» TEXTO DE REFERÊNCIA
##########

Título: Bush adota estratégia da 'irrelevância da mídia'
Autor: Paulo Sotero
Fonte: O Estado de São Paulo, 16/01/2005, Internacional, p. A16

Dez meses depois da revelação de uma sucessão de fraudes jornalísticas perpetradas por um jovem repórter do New York Times, as demissões punitivas de cinco produtores e executivos da Divisão de Jornalismo da TV CBS, na semana passada, estilhaçaram a reputação de outra instituição da grande imprensa americana. No NYT, o caso resultou na queda dos dois principais executivos do mais influente jornal dos EUA - o diretor de redação, Howard Raines, e o editor-chefe, Gerald Boyd. Motivado pelo uso de documentos forjados para provar uma denúncia provavelmente verdadeira - a de que o presidente George W. Bush deixou de cumprir suas obrigações de piloto da Guarda Nacional do Texas no início do anos 70, onde prestou serviço militar, e safou-se de ser mandado para o Vietnã - , o episódio expôs os podres da CBS. A emissora foi pioneira no grande telejornalismo americano e pôs um triste ponto final da carreira de Dan Rather, seu o veterano âncora, que se antecipou à divulgação dos resultados da investigação interna feita pela CBS, anunciando a decisão de aposentar-se em março.

As debacles do New York Times e da CBS News em menos de um ano, e outros casos semelhantes que ocorreram nesse intervalo, alimentam a perda de credibilidade da mídia tradicional entre os americanos.

De acordo com um levantamento que o Pew Center for the People and the Press faz periodicamente há vinte anos, a proporção dos americanos que acham que a grande imprensa reporta os fatos corretamente caiu de 55% em 1985 - considerada baixa na época - para 36% hoje. A erosão da credibilidade da mídia obviamente tem facilitado a estratégia de comunicação hostil à imprensa do governo Bush.

##########

» ENTRADAS DE DADOS
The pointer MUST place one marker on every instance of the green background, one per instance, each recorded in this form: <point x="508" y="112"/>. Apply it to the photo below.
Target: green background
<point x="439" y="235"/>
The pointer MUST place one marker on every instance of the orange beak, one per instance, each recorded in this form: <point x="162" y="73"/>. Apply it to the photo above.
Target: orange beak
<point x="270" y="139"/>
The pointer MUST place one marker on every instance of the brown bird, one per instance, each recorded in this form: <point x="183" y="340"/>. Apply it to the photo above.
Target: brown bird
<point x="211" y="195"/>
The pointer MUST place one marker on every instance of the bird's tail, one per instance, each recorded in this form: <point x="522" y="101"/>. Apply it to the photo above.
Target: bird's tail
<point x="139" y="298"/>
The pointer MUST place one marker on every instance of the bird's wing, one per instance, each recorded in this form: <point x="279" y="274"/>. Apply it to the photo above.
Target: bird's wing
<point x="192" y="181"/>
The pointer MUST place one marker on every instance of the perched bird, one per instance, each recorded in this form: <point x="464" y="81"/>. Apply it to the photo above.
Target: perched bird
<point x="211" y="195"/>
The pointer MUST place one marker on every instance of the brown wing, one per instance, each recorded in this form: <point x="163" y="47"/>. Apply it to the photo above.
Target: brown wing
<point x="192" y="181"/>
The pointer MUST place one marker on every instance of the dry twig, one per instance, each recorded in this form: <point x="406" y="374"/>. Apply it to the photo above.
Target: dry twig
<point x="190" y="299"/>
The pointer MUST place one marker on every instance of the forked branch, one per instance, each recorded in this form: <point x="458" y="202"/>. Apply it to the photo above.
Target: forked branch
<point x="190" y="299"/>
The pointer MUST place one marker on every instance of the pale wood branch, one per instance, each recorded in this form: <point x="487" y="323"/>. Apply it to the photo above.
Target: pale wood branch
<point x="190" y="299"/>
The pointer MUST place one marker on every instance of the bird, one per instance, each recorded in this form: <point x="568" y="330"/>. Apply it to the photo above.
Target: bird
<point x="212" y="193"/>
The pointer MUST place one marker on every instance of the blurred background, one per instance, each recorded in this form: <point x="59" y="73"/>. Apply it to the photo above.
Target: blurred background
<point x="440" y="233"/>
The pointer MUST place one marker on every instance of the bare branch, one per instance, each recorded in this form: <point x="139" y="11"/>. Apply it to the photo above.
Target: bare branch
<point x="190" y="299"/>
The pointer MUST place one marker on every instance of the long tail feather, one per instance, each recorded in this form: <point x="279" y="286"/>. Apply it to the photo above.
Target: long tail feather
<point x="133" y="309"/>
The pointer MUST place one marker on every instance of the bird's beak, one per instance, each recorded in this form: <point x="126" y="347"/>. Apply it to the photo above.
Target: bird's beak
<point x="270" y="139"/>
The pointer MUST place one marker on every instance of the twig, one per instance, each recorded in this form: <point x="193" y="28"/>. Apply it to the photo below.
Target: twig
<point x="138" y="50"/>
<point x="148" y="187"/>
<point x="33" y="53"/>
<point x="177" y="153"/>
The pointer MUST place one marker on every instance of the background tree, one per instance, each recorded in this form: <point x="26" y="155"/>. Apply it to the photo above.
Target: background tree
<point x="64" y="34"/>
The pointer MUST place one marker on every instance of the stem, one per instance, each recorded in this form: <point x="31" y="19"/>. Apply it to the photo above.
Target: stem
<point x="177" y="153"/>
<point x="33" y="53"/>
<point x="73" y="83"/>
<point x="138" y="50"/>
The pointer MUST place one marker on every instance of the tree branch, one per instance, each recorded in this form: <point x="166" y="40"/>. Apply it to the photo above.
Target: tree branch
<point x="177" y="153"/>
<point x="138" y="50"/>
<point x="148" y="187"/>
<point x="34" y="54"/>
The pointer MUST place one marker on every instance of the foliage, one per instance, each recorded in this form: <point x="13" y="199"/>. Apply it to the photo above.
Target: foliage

##########

» EXERCÍCIO BREVE 1
Transcreva do artigo sobre a imprensa americana o trecho que vai de "As debacles do" até "do governo Bush.".
» EXERCÍCIO BREVE 2
Liste todas as pessoas citadas nominalmente nos parágrafos do artigo sobre a imprensa americana, sem contar as linhas de título, autor e fonte.
As linhas não têm nenhuma função aqui.

» RESPOSTA ESCRITA 1
As debacles do New York Times e da CBS News em menos de um ano, e outros casos semelhantes que ocorreram nesse intervalo, alimentam a perda de credibilidade da mídia tradicional entre os americanos.

De acordo com um levantamento que o Pew Center for the People and the Press faz periodicamente há vinte anos, a proporção dos americanos que acham que a grande imprensa reporta os fatos corretamente caiu de 55% em 1985 - considerada baixa na época - para 36% hoje. A erosão da credibilidade da mídia obviamente tem facilitado a estratégia de comunicação hostil à imprensa do governo Bush.

» RESPOSTA ESCRITA 2
Howard Raines
Gerald Boyd
George W. Bush
Dan Rather